=== Text shown ===

CTags icon indicating copy to clipboard operation
CTags copied to clipboard

Large tag files cause error when sorting

Open rednecknguyen opened this issue 11 years ago • 11 comments

I'm on Mac OS X Lion. I've changed out /usr/bin/ctags with a proper ctags implementation. I'm new to Sublime Text and to CTags. I've never gotten CTags to work properly yet.

I'd love to get this working. Please help.

When attempting to build ctags, I'm getting the following error on every project I have (regardless of source tree - username removed):

Exception in thread Thread-5:
Traceback (most recent call last):
  File "X/threading.py", line 639, in _bootstrap_inner
  File "X/threading.py", line 596, in run
  File "ctagsplugin in /Users/[user]/Library/Application Support/Sublime Text 3/Installed Packages/CTags.sublime-package", line 103, in run
  File "ctagsplugin in /Users/[user]/Library/Application Support/Sublime Text 3/Installed Packages/CTags.sublime-package", line 682, in build_ctags
  File "ctags in /Users/[user]/Library/Application Support/Sublime Text 3/Installed Packages/CTags.sublime-package", line 178, in build_ctags
  File "ctags in /Users/[user]/Library/Application Support/Sublime Text 3/Installed Packages/CTags.sublime-package", line 157, in resort_ctags
  File "X/encodings/ascii.py", line 26, in decode
UnicodeDecodeError: 'ascii' codec can't decode byte 0x96 in position 1003: ordinal not in range(128)

===

What you need to do:
(a) In the issue post above, which operating system is the poster running?
(b) Quote the stretch of the issue post above from "CTags icon indicating" through "working. Please help.".

=== Raw data ===

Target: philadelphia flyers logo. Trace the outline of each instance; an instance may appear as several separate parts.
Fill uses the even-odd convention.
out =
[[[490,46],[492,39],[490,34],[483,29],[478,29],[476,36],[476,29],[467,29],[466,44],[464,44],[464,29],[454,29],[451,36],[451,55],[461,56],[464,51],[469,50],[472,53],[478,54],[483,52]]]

===

Results:
(a) Mac OS X Lion.

(b)
CTags icon indicating copy to clipboard operation
CTags copied to clipboard

Large tag files cause error when sorting

Open rednecknguyen opened this issue 11 years ago • 11 comments

I'm on Mac OS X Lion. I've changed out /usr/bin/ctags with a proper ctags implementation. I'm new to Sublime Text and to CTags. I've never gotten CTags to work properly yet.

I'd love to get this working. Please help.